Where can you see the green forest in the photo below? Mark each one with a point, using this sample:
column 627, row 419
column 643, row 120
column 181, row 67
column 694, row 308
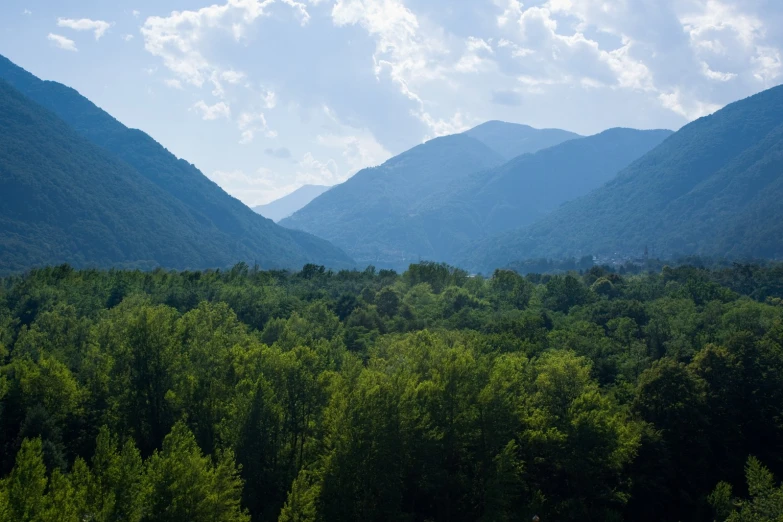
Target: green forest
column 430, row 395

Work instructions: Lay out every line of the listing above as a numbered list without blank lines, and leave out the pictures.

Answer in full:
1. Where can you see the green forest in the photo below? Mark each one with a point, using this sample:
2. column 627, row 419
3. column 643, row 120
4. column 181, row 67
5. column 694, row 308
6. Target: green forest
7. column 430, row 395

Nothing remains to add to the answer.